--- INPUT RECORDS Enclosed Below ---
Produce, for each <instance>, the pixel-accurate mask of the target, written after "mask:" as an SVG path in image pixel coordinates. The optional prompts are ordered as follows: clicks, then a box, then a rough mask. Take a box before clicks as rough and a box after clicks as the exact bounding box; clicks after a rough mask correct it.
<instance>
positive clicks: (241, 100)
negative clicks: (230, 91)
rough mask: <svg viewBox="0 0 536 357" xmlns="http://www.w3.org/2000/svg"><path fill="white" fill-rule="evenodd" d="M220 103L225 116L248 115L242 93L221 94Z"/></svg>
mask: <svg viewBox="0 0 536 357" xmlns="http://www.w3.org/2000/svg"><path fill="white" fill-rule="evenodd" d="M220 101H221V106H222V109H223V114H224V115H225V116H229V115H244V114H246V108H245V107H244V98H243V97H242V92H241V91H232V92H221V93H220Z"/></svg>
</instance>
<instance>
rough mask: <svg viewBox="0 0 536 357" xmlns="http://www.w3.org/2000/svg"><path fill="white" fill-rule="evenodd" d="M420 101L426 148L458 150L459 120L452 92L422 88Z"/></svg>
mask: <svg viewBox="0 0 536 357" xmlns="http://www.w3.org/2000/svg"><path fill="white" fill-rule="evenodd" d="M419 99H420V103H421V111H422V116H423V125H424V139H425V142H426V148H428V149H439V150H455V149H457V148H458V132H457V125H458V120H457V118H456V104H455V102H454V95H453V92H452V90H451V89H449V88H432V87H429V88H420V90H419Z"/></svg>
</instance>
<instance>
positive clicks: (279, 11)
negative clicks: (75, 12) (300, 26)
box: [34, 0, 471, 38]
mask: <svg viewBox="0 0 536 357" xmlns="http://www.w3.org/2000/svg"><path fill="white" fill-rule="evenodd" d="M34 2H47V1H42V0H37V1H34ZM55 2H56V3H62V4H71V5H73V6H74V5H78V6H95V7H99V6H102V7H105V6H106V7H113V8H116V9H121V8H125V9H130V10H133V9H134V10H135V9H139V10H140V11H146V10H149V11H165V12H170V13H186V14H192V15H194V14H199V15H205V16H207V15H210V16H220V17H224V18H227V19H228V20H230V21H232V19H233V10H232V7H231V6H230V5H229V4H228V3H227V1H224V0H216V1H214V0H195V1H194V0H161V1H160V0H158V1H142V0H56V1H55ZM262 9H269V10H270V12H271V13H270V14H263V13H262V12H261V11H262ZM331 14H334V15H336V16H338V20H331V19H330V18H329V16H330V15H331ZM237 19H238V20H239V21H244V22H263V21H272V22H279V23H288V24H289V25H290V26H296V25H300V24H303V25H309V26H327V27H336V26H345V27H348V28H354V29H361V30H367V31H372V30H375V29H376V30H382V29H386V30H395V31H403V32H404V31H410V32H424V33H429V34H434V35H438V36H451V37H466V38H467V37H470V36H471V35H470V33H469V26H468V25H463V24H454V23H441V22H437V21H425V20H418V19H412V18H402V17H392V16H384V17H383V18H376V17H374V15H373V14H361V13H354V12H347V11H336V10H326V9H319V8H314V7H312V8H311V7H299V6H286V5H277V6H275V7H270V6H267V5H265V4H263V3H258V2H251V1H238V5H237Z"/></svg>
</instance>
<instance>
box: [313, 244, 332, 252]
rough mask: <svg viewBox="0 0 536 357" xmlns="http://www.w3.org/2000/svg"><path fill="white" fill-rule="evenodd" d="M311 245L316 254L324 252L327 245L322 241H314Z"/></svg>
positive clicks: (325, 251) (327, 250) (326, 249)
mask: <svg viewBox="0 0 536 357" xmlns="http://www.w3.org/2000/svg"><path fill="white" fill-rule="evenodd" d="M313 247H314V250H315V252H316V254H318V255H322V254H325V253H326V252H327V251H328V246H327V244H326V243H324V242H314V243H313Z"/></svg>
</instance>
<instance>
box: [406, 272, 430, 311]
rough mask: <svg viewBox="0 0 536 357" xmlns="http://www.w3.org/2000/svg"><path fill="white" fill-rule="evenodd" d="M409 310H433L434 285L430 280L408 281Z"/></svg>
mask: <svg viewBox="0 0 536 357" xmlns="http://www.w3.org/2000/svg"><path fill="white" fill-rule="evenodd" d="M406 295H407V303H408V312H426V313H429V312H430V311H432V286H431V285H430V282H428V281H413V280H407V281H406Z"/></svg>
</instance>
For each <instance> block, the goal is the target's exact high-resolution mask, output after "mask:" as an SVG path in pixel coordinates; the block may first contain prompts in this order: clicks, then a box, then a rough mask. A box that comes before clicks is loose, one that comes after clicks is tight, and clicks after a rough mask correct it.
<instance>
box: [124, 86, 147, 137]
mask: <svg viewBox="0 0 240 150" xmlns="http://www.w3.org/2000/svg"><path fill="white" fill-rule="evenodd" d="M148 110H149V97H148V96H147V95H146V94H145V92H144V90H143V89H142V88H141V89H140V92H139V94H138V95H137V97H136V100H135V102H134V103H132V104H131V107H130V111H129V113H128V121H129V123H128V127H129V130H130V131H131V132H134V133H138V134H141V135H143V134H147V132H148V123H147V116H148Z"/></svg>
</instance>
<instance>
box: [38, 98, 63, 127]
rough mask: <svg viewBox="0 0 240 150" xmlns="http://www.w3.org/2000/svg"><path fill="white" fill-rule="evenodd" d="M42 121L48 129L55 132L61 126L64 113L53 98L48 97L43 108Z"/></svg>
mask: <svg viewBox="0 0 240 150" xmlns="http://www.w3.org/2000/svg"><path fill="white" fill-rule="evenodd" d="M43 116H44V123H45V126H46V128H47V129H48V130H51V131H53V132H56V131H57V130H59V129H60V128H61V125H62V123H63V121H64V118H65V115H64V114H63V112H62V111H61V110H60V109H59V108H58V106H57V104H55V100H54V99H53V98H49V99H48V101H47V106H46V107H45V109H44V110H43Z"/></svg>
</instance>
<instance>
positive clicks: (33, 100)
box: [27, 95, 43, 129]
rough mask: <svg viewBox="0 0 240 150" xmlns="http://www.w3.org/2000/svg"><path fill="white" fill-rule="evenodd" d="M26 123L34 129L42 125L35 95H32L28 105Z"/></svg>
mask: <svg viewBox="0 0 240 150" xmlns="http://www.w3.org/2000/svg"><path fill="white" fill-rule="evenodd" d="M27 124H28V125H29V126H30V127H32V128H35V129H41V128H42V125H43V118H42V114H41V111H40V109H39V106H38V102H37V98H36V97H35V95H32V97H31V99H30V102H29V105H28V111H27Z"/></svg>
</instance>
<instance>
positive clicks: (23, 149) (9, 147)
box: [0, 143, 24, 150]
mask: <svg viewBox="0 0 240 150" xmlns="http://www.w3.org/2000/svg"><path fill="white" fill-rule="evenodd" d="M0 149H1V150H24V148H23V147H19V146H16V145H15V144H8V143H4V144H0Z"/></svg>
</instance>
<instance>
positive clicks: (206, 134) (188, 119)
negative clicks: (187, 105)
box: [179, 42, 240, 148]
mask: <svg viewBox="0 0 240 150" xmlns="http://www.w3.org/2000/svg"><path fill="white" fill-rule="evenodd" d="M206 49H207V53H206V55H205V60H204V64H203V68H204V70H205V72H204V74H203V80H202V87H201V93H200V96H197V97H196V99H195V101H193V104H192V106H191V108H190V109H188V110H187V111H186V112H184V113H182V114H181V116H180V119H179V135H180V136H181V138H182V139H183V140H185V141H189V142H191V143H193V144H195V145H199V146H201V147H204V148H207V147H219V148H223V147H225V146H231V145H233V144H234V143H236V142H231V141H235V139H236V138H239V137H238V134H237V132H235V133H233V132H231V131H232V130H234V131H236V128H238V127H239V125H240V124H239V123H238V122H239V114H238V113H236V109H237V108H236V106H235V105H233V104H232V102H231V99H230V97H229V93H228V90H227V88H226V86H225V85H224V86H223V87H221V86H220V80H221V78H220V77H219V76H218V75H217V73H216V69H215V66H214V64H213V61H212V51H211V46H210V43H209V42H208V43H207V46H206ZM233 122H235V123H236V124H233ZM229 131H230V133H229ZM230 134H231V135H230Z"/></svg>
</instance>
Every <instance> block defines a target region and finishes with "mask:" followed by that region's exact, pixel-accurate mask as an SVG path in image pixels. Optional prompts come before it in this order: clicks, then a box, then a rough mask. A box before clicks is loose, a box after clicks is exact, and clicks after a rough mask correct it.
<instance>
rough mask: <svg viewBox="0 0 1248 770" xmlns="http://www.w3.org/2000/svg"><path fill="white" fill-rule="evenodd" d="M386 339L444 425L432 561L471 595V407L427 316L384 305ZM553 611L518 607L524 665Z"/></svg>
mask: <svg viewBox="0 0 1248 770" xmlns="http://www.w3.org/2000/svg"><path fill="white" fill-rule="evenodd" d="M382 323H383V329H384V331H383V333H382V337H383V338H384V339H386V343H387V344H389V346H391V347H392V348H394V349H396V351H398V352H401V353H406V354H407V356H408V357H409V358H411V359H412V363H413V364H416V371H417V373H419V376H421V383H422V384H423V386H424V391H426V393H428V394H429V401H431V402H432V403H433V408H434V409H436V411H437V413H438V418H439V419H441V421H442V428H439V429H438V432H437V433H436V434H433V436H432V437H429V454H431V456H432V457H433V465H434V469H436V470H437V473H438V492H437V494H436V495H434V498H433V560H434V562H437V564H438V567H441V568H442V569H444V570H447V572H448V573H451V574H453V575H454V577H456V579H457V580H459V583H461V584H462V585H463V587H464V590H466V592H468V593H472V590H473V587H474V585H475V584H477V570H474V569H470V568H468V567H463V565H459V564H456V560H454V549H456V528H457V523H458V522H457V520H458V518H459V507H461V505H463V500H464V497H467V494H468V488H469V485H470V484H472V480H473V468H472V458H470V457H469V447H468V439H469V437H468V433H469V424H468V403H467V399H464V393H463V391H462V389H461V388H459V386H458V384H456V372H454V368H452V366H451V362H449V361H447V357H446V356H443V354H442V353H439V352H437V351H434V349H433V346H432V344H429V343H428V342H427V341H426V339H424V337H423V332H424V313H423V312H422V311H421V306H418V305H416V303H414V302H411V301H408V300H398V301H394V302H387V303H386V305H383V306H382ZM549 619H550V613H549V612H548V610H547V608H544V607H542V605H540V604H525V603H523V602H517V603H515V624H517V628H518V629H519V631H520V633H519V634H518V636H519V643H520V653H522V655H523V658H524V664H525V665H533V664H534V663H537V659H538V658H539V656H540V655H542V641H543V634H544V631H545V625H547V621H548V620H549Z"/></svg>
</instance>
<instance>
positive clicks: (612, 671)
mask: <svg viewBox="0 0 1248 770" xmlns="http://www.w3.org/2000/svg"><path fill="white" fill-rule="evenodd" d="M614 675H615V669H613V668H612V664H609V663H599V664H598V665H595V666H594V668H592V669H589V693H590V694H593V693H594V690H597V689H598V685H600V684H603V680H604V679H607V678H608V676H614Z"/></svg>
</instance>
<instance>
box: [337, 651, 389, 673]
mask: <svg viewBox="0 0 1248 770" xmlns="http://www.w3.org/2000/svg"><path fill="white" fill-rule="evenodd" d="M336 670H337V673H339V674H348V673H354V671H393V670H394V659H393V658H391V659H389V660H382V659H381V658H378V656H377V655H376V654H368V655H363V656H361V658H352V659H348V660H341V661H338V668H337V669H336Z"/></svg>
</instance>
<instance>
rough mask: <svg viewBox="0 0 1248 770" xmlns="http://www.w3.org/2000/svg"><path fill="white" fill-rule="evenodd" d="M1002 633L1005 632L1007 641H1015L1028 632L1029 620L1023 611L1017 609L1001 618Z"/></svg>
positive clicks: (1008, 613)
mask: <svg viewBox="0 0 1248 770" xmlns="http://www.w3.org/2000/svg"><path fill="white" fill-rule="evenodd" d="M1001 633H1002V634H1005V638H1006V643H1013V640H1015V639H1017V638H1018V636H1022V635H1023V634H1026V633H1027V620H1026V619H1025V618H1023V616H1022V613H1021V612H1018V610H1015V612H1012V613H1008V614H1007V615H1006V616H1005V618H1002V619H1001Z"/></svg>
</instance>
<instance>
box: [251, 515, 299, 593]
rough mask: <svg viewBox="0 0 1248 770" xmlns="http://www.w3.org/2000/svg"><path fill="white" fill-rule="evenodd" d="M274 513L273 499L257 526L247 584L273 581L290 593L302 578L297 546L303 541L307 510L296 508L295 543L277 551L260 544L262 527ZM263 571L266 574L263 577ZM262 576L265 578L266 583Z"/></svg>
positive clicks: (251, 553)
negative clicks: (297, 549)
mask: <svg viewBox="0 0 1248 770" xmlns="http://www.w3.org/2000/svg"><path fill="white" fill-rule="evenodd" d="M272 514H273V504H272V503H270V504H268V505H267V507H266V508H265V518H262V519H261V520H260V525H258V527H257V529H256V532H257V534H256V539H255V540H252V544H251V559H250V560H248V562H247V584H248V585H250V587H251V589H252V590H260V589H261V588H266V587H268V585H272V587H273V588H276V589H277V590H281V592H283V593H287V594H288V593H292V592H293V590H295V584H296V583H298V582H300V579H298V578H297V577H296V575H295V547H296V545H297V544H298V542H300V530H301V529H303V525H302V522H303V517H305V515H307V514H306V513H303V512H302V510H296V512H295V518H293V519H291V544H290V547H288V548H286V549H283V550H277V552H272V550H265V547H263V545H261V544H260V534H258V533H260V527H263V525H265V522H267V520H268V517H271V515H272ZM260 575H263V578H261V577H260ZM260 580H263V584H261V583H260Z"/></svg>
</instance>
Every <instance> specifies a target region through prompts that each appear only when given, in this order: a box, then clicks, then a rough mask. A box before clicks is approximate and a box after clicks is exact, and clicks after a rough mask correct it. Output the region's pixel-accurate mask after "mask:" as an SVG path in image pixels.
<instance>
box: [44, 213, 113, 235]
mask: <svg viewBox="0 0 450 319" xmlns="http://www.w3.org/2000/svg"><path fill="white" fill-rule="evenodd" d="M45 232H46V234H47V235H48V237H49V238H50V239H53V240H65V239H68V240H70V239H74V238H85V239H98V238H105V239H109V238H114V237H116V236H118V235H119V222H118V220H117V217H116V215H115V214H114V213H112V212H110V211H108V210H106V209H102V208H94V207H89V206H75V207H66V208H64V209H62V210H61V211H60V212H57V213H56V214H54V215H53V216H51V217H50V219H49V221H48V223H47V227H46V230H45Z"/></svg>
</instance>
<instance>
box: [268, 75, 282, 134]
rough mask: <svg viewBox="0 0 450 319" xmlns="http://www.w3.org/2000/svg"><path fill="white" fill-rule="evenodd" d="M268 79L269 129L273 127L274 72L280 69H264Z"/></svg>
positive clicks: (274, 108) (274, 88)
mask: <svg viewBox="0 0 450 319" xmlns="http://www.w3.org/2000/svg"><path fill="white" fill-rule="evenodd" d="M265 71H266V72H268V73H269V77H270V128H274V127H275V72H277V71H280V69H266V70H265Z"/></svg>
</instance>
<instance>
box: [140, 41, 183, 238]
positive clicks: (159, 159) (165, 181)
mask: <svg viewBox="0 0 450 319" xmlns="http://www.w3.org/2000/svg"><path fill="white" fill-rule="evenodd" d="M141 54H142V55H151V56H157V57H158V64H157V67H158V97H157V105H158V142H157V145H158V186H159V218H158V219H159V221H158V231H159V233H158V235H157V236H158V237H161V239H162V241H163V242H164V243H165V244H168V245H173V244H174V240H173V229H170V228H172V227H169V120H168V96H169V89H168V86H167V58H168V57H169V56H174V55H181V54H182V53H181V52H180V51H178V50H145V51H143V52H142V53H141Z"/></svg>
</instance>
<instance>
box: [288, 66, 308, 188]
--- End of Enclosed INPUT RECORDS ---
ACTION ITEM –
Nothing but the lines from the start of the data above through the line with "negative clicks: (75, 12) (300, 26)" should appear in your answer, copied exactly.

WRITTEN ANSWER –
Produce, for each <instance>, the pixel-accurate mask of the target, written after "mask:" as an SVG path in image pixel coordinates. The optional prompts are ordered as follows: clicks, then a box, then a rough mask. Take a box before clicks as rough and a box after clicks as the exact bounding box; clicks after a rough mask correct it.
<instance>
positive clicks: (241, 100)
negative clicks: (230, 91)
rough mask: <svg viewBox="0 0 536 357" xmlns="http://www.w3.org/2000/svg"><path fill="white" fill-rule="evenodd" d="M220 103L225 116L248 115L242 93L221 94Z"/></svg>
mask: <svg viewBox="0 0 536 357" xmlns="http://www.w3.org/2000/svg"><path fill="white" fill-rule="evenodd" d="M220 101H221V106H222V109H223V114H224V115H225V116H229V115H244V114H246V108H245V107H244V98H243V97H242V92H241V91H232V92H221V93H220Z"/></svg>
</instance>
<instance>
rough mask: <svg viewBox="0 0 536 357" xmlns="http://www.w3.org/2000/svg"><path fill="white" fill-rule="evenodd" d="M420 101L426 148L458 150L459 120L452 92L422 88Z"/></svg>
mask: <svg viewBox="0 0 536 357" xmlns="http://www.w3.org/2000/svg"><path fill="white" fill-rule="evenodd" d="M419 99H420V103H421V111H422V116H423V125H424V139H425V142H426V148H428V149H439V150H455V149H457V148H458V132H457V125H458V120H457V118H456V104H455V102H454V95H453V92H452V90H451V89H449V88H432V87H429V88H420V90H419Z"/></svg>
</instance>
<instance>
positive clicks: (279, 11)
negative clicks: (75, 12) (300, 26)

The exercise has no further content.